───── Kutipan Terpilih

Senin, 01 April 2013

Bicara Soal Reality Show Di Indonesia (Ada Apa Dengan Reality Show Di Negeri Kita)


Sejak era MTV menayangkan The Osbournes, kita dapat menyaksikan acara jenis baru yang akhirnya dinamakan “Reality Show”, dimana kita secara “bebas dan merdeka” dapat menyaksikan kehidupan pribadi Ozzie Osbourne, mantan frontman Black Sabbath, dan keluarganya (dua anak, satu istri dan anjing peliharaannya).  Pada saat itu sebagai penonton kita cuma bisa menahan napas dan “bengong” melihat Ozzie sehari-hari yang “baik” kepada keluarganya berbeda bila dibandingkan ketika di atas panggung (pernah gigit kelelawar tapi katanya dia lagi “fly” ).  Kata-kata kotor keluar ketika melihat anjingnya “pup” sembarangan juga reaksinya ketika menanggapi problem anak-anaknya yang sedang tumbuh dewasa.
Semenjak itu televisi di tanah air mulai memproduksi acara yang sama dengan format dan presentasi berbeda,sebut saja “Termehek-mehek” yang sangat sukses, dan sekarang yang masih tayang “Ups Salah” dan “Super Trap”.

──────────
───── Data yang Disediakan

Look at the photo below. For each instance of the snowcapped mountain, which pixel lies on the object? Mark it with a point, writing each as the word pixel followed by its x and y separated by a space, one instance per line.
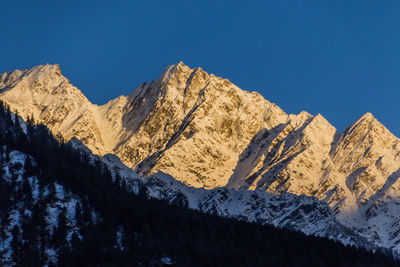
pixel 208 133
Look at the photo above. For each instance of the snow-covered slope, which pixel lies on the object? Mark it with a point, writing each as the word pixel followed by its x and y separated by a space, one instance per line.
pixel 206 132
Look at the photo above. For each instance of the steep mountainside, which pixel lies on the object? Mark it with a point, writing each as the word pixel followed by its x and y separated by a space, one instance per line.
pixel 206 132
pixel 61 206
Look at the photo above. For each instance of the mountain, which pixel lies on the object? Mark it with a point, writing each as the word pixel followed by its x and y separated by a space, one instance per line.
pixel 208 133
pixel 60 205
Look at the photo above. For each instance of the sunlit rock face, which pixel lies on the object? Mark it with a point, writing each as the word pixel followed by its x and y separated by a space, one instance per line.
pixel 206 132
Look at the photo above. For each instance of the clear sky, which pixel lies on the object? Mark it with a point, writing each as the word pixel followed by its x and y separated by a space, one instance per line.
pixel 337 58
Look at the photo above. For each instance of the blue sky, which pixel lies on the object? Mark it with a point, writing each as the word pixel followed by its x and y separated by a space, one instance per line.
pixel 337 58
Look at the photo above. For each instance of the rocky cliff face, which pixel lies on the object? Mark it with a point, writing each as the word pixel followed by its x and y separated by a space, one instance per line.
pixel 206 132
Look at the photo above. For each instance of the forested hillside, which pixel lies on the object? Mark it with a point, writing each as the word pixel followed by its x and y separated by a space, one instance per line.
pixel 63 207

──────────

• [Tugas yang Diberikan]
**A.** Dalam kutipan tentang reality show, Ozzie Osbourne disebut sebagai mantan apa?
**B.** Ketik ulang bagian kutipan tentang reality show mulai dari "Senin, 01 April" sampai "sedang tumbuh dewasa.".
Data di atas sama sekali tidak dipakai di sini.

• [Hasil per Tugas]
**A.** Mantan frontman Black Sabbath.

**B.**
Senin, 01 April 2013

Bicara Soal Reality Show Di Indonesia (Ada Apa Dengan Reality Show Di Negeri Kita)


Sejak era MTV menayangkan The Osbournes, kita dapat menyaksikan acara jenis baru yang akhirnya dinamakan “Reality Show”, dimana kita secara “bebas dan merdeka” dapat menyaksikan kehidupan pribadi Ozzie Osbourne, mantan frontman Black Sabbath, dan keluarganya (dua anak, satu istri dan anjing peliharaannya).  Pada saat itu sebagai penonton kita cuma bisa menahan napas dan “bengong” melihat Ozzie sehari-hari yang “baik” kepada keluarganya berbeda bila dibandingkan ketika di atas panggung (pernah gigit kelelawar tapi katanya dia lagi “fly” ).  Kata-kata kotor keluar ketika melihat anjingnya “pup” sembarangan juga reaksinya ketika menanggapi problem anak-anaknya yang sedang tumbuh dewasa.